◆ Da fare
Riscrivi le righe del materiale dalla riga che contiene "of the dense" fino alla fine, rinominando "drop a dot" in "place a point" e lasciando tutto il resto invariato.

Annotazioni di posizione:
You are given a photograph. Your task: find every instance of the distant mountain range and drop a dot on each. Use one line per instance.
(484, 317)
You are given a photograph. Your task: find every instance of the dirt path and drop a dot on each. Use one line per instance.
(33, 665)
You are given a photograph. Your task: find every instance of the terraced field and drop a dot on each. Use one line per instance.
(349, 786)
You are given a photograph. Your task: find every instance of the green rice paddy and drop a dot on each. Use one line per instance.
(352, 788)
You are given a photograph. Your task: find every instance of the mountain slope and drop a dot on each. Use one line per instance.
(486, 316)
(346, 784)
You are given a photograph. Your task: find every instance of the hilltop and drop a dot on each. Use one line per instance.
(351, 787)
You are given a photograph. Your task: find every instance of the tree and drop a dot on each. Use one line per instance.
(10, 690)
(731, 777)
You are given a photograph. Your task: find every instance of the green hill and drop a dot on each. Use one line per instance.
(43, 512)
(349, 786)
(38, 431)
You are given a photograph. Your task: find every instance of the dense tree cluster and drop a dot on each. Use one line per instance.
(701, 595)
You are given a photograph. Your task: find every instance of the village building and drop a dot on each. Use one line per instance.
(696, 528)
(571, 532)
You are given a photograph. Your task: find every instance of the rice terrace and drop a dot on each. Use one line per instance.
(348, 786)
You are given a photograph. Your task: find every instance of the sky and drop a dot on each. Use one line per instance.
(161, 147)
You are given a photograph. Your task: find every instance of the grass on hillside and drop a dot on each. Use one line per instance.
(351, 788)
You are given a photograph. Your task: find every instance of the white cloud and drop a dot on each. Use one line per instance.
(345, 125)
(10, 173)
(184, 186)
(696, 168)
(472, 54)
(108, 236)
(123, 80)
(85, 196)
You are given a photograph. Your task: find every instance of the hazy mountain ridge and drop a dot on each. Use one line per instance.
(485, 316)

◆ Risultato
You are given a photograph. Your task: find every instance of the dense tree cluster and place a point on each. Use one line per instance.
(701, 595)
You are given a photograph. Your task: find every instance of the village building and place a point on each. Use one line per instance.
(696, 528)
(571, 532)
You are given a photograph. Your task: find every instance of the rice terrace and place a point on each. Use one line per instance.
(348, 786)
You are given a photograph. Your task: find every instance of the sky and place a point on each. Use one line per instance.
(161, 147)
You are given a photograph. Your task: find every instance of the grass on hillside and place a point on each. Use one line per instance.
(351, 788)
You are given a photograph. Your task: find every instance of the white cloud and place a point on each. Use one line per instance.
(345, 125)
(10, 173)
(184, 186)
(696, 168)
(472, 54)
(108, 236)
(123, 80)
(85, 196)
You are given a photograph. Your task: find every instance of the hazy mountain ridge and place a point on each. Use one line per instance.
(485, 316)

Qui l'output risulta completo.